- TASK TO CARRY OUT -
Update the text on the Sudan crisis from "And his colleagues" to "on the ground.", changing "unveiling" to "announcing".

[[ TEXT SEGMENT, beginning ]]

In a recent call from Sudan’s Gedaref state, near the border with Ethiopia, Abdelmoneim said the crisis is unlike ones he’s seen in Syria, Ukraine or Ethiopia, not just because of random violence, but also because of bureaucratic hurdles.
In mid-April, a longstanding feud between the country’s military and its paramilitary force broke out into a turf war in the capital of Khartoum and led to violence across the country of 46 million people.
That caused Canada and other western countries to evacuate their citizens, who Foreign Affairs Minister Mélanie Joly said last month “went through hell.”
The conflict has also sparked fears of a massive refugee crisis, with the United Nations migration agency saying last week that 1.3 million people had been displaced.
In Khartoum, a handful of hospitals are running with a skeleton crew of volunteers and staff who put themselves in the line of danger, with sporadic access to fuel, electricity, clean water and basic medical supplies.
It’s even worse outside the capital. At the Gedaref Teaching Hospital, “a number of children died for want of blood in the last week, because blood bags are not available,” Abdelmoneim said.
Across the country, cell service is frequently interrupted as armed groups disable telecommunication networks. An interview with Abdelmoneim was abruptly cut off when he lost internet connectivity for five hours.
“There’s trauma from increased lawlessness and looting. So, you have injured civilians presenting to hospitals late, because they can’t get there if it’s unsafe to move across the city.”
Abdelmoneim said the calamity in Khartoum has led to people fleeing north, where he saw rural hospitals crowded with wounded people from the city of 12 million people, which is no longer sending rural hospitals their basic supplies.
At the coastal city of Port Sudan, where Canadians and others from rich countries have been flown or shipped out to safety, Abdelmoneim saw less-fortunate foreigners languishing.
He said Nigerians, Yemenis and especially Syrians are staying in the homes of strangers, in government buildings or simply camping in the open air.
And his colleagues elsewhere are seeing tens of thousands of Sudanese displaced in the Darfur region and crossing into Chad.
Last week, International Development Minister Harjit Sajjan visited Chad to better understand the flow of refugees and how Ottawa can help support efforts by that country’s government and Canadian groups.
Sajjan has said Canada will be unveiling more aid based on refugee flows and requests from those on the ground.
Yet in Sudan, Abdelmoneim said he’s been able to help Sudanese people far less than he’d expected because of the country’s bureaucracy.
Doctors Without Borders staff who have been stationed inside Sudan for years require bureaucratic approval from the government to cross lines between states within the country, or even to move equipment between states.

[[ TEXT SEGMENT, end ]]
[[ INFORMATION GIVEN, beginning ]]

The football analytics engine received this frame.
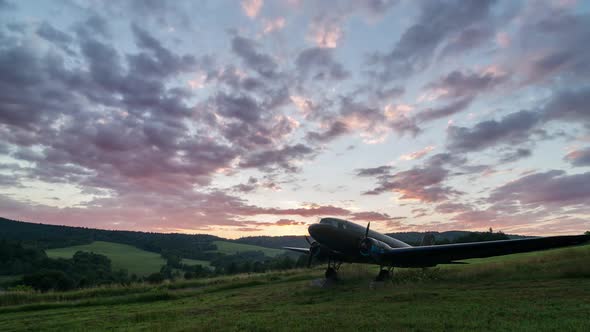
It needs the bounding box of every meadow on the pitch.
[0,245,590,331]
[45,241,166,276]
[213,241,285,257]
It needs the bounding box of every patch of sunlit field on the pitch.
[0,245,590,331]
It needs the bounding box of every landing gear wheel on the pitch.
[326,267,338,280]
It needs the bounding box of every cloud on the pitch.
[309,16,344,48]
[426,67,510,98]
[447,111,541,152]
[399,145,434,160]
[295,47,350,81]
[239,144,314,172]
[543,86,590,126]
[308,0,398,48]
[489,170,590,209]
[231,35,277,78]
[507,4,590,85]
[242,0,264,18]
[274,219,305,226]
[306,121,350,143]
[500,148,533,164]
[369,0,494,82]
[262,16,287,34]
[564,147,590,166]
[355,165,394,177]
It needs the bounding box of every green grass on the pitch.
[182,258,211,267]
[46,241,166,276]
[213,241,285,257]
[0,246,590,332]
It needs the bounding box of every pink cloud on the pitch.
[242,0,264,18]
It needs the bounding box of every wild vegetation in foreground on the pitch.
[0,245,590,331]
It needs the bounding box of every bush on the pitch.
[145,272,164,284]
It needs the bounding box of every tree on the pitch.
[146,272,164,284]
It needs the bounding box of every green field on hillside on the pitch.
[213,241,285,257]
[182,258,210,267]
[46,241,166,276]
[0,245,590,331]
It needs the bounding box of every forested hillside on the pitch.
[0,218,221,260]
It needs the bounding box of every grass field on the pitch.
[0,246,590,331]
[213,241,285,257]
[182,258,211,267]
[46,241,166,276]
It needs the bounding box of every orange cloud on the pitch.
[242,0,263,18]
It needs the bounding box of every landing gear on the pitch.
[325,258,342,281]
[375,266,393,281]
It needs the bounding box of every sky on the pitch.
[0,0,590,238]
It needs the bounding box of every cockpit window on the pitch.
[320,218,346,229]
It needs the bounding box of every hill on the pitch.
[213,241,285,257]
[0,245,590,331]
[234,231,525,249]
[45,241,171,276]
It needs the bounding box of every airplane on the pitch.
[283,218,590,281]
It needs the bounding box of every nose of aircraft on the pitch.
[307,224,332,241]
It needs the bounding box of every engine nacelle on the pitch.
[309,242,331,259]
[359,237,393,259]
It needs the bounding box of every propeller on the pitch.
[359,222,371,256]
[305,235,313,269]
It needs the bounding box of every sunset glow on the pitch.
[0,0,590,238]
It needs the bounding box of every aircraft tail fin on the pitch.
[420,233,436,246]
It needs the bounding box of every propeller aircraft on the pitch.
[284,218,590,281]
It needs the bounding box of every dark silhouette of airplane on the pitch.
[284,218,590,281]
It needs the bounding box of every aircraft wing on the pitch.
[283,247,309,254]
[378,235,590,267]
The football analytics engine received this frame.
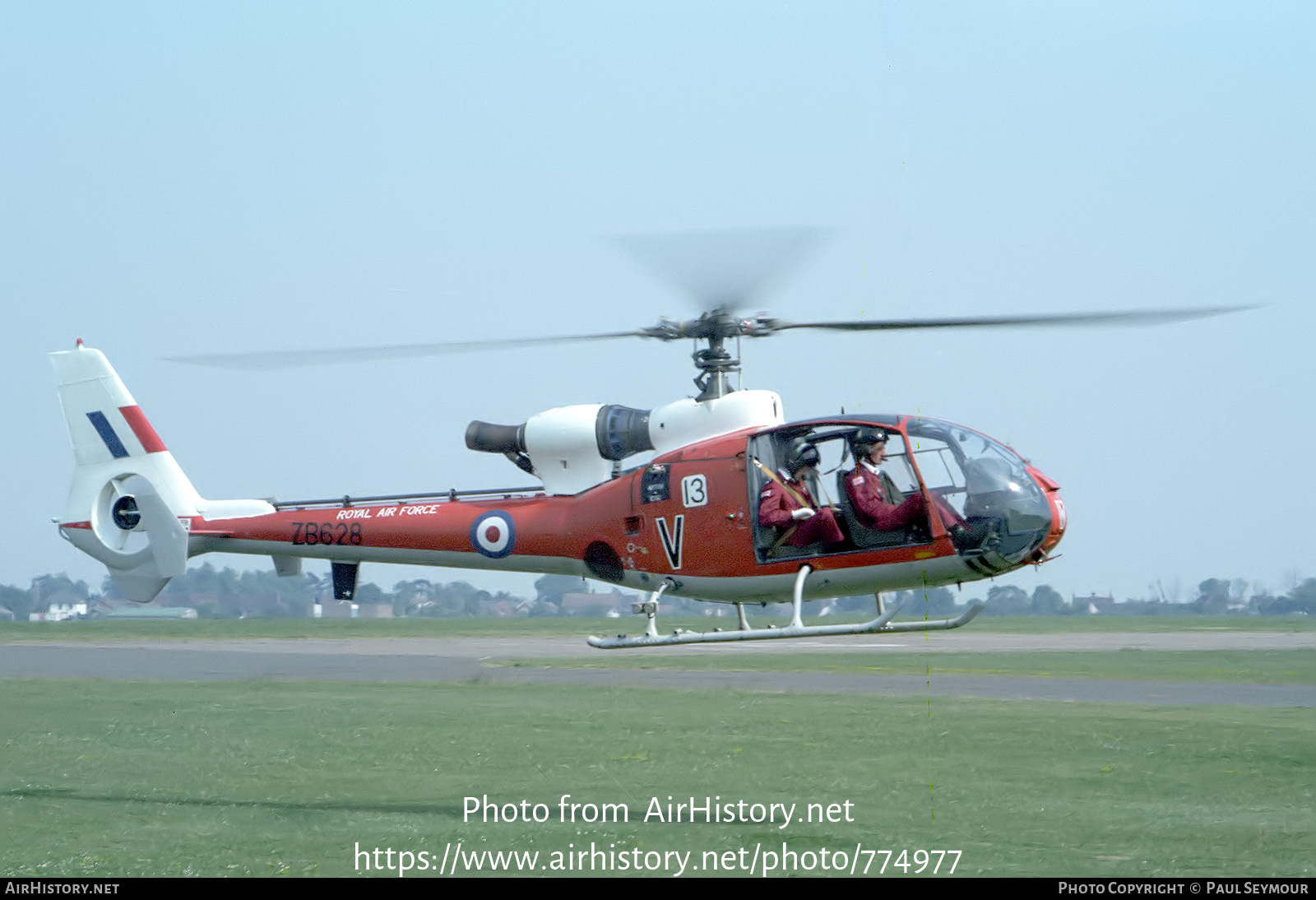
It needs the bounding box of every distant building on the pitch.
[104,605,196,619]
[311,600,393,619]
[1074,593,1119,616]
[562,591,634,616]
[28,600,87,623]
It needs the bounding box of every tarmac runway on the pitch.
[0,630,1316,707]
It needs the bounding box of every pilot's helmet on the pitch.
[785,438,822,475]
[854,428,890,457]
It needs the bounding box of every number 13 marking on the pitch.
[680,475,708,507]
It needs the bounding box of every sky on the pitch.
[0,0,1316,601]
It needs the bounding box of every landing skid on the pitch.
[588,566,987,650]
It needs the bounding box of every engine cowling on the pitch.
[466,391,785,494]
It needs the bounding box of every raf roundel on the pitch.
[471,509,516,559]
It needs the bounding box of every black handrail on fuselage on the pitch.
[270,487,544,509]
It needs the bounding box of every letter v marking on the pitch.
[658,516,686,568]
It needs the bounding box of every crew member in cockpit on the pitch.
[758,438,845,550]
[845,428,963,531]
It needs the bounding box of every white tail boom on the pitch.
[50,342,274,603]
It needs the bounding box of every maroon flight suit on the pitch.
[758,479,845,549]
[845,463,963,531]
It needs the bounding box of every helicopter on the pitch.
[50,304,1237,649]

[[ INFORMATION GIVEN, end ]]

- OUTPUT -
And his colleagues elsewhere are seeing tens of thousands of Sudanese displaced in the Darfur region and crossing into Chad.
Last week, International Development Minister Harjit Sajjan visited Chad to better understand the flow of refugees and how Ottawa can help support efforts by that country’s government and Canadian groups.
Sajjan has said Canada will be announcing more aid based on refugee flows and requests from those on the ground.